Stored entries –

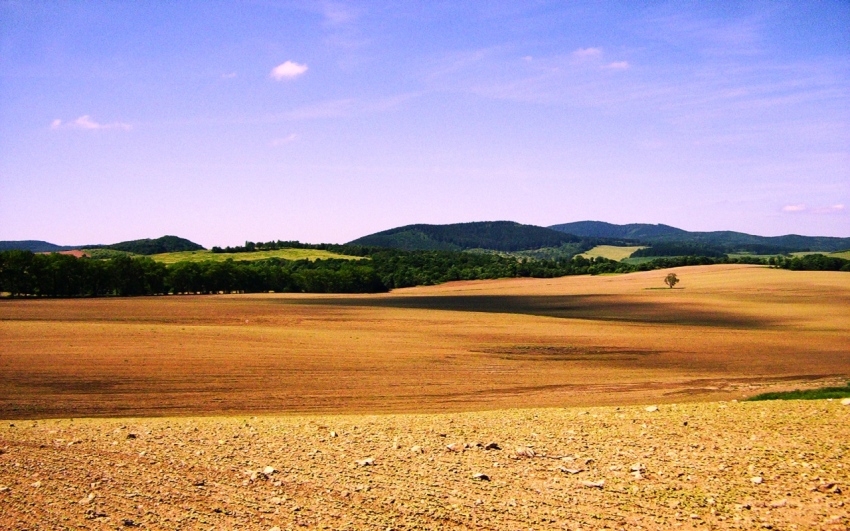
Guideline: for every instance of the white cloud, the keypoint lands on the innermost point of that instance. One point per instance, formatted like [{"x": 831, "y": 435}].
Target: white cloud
[
  {"x": 585, "y": 54},
  {"x": 86, "y": 123},
  {"x": 288, "y": 70},
  {"x": 285, "y": 140}
]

What is required –
Transcribe every record above exactly as written, leaving out any pictures.

Completed task –
Guideline: for every instance of the white cloud, the keypoint lands on the innermost point of that instance. One point per instance, formatted like [{"x": 831, "y": 435}].
Target: white cloud
[
  {"x": 585, "y": 54},
  {"x": 86, "y": 123},
  {"x": 288, "y": 70},
  {"x": 285, "y": 140}
]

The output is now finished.